Start at the line containing "[point] every instance of the ancient" and transcribe every line exactly through the end of the records below, and only those lines.

Material supplied:

========================================

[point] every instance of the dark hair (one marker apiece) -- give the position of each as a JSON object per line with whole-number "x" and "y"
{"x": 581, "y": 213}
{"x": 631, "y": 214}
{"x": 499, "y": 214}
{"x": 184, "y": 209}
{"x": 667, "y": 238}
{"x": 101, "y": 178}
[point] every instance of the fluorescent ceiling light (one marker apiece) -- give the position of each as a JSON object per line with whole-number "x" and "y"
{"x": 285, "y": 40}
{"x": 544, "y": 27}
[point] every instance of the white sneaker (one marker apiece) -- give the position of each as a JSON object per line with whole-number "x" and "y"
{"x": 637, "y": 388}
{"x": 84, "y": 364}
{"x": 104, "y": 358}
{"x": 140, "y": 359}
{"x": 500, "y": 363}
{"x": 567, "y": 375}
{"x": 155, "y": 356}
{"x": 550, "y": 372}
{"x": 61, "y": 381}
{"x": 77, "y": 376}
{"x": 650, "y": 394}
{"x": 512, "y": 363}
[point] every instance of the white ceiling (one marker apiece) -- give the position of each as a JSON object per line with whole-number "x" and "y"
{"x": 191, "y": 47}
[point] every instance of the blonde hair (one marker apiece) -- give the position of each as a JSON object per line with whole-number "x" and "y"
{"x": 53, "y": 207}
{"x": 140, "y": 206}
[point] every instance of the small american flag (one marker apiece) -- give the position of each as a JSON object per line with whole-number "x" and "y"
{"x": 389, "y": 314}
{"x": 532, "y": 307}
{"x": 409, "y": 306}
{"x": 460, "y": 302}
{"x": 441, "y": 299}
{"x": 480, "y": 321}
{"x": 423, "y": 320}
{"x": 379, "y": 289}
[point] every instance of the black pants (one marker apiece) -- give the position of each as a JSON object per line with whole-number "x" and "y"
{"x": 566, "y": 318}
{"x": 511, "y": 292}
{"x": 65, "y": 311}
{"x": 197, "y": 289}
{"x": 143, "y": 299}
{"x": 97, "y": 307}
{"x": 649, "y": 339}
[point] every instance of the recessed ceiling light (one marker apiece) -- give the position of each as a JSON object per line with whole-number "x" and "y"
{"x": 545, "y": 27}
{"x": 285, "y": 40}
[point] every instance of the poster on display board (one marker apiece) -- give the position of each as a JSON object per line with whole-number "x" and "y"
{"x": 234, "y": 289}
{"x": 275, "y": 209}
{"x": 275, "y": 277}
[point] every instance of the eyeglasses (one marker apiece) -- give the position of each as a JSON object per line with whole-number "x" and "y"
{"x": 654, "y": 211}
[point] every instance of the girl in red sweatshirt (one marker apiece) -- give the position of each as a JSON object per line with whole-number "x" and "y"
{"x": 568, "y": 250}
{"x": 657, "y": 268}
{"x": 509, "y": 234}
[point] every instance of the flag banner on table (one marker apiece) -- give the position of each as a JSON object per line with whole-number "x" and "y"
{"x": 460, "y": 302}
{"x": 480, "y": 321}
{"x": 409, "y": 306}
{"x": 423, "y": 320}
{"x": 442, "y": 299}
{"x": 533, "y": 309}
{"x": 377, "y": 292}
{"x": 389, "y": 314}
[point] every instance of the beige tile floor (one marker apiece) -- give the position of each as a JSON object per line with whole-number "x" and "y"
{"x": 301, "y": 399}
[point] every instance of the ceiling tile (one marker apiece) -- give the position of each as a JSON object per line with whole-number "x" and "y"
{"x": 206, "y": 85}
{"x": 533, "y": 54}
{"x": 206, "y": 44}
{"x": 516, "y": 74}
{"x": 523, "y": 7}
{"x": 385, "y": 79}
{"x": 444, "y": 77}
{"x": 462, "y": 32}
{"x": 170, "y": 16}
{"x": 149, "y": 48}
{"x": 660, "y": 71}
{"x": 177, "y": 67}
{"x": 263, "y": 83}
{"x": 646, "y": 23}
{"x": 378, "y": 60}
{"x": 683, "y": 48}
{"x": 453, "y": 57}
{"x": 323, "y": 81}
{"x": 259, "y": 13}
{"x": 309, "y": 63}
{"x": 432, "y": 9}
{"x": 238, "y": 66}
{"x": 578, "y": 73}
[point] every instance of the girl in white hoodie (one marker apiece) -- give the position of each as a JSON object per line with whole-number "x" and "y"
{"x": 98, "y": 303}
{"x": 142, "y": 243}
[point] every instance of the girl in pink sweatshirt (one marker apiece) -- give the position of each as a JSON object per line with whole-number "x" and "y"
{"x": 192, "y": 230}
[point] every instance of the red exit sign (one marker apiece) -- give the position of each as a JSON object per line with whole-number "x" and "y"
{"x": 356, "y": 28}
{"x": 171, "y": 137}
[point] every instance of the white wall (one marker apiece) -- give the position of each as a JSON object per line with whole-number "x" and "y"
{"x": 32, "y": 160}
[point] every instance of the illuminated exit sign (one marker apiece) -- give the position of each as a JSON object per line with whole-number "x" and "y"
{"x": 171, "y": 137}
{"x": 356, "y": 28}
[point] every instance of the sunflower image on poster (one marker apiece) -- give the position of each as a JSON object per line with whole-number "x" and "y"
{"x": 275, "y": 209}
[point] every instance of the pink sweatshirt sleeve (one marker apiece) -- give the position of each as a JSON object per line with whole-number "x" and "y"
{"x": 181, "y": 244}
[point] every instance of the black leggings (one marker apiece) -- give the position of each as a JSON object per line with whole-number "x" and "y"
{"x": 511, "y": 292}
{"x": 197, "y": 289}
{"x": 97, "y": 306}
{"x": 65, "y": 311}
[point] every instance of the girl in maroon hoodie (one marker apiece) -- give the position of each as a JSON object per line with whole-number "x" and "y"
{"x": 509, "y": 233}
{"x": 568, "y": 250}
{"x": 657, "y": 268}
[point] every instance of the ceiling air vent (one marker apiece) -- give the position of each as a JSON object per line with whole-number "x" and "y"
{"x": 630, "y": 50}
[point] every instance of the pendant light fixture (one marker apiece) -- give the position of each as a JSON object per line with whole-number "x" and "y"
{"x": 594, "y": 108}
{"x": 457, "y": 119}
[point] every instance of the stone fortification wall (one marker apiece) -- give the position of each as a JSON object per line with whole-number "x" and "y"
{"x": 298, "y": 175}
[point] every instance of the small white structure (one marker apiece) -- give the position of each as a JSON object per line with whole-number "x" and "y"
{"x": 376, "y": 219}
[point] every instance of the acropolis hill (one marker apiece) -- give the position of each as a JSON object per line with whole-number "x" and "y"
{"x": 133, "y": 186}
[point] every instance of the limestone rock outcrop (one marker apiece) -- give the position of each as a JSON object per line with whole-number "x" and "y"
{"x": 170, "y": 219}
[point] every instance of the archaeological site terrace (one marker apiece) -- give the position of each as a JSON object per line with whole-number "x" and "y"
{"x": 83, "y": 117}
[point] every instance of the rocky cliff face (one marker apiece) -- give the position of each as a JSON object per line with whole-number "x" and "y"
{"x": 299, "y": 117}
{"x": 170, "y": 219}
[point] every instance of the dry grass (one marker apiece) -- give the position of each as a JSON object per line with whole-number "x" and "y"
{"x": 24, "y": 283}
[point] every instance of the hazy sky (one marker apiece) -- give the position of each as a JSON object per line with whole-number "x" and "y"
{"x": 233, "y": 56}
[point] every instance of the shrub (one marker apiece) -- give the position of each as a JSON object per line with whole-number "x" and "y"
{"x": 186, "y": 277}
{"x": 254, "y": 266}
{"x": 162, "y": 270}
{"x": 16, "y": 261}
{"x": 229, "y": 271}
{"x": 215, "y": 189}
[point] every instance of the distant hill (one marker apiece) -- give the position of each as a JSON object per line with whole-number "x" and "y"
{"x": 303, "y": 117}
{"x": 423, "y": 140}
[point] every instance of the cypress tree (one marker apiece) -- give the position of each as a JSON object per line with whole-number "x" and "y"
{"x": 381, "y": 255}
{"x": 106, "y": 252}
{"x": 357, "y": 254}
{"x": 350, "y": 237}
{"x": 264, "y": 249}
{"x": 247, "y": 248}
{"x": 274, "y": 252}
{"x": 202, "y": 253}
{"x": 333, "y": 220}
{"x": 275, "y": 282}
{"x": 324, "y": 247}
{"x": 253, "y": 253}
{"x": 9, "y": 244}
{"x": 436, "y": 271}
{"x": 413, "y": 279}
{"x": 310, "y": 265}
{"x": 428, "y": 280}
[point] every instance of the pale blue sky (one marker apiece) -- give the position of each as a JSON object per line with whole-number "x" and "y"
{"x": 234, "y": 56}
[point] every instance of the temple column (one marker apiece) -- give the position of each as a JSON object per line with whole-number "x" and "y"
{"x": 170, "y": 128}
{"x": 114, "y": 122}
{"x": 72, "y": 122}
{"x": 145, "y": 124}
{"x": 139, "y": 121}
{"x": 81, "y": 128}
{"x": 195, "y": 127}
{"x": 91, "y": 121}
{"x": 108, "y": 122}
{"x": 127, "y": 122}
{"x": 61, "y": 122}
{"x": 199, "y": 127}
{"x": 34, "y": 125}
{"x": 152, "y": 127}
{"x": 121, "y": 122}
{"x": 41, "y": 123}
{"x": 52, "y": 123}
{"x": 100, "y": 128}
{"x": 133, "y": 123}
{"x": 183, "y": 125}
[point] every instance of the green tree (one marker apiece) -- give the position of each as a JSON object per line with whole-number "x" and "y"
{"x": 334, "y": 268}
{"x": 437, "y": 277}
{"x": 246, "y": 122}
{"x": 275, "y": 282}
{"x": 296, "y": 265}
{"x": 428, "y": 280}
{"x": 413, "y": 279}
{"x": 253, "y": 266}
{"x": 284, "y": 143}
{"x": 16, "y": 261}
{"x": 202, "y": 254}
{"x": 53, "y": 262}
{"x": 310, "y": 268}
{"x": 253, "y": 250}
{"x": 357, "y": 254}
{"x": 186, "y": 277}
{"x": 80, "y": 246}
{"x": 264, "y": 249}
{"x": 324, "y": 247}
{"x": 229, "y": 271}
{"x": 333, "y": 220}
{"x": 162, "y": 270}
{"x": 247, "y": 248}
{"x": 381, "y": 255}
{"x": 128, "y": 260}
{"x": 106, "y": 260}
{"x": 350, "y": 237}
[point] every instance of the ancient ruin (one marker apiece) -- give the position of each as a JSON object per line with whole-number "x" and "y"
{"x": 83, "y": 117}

========================================

Task response:
[point] every instance of the ancient ruin (one marker apiece) -- give the position of each as a JSON object per line with whole-number "x" and "y"
{"x": 83, "y": 117}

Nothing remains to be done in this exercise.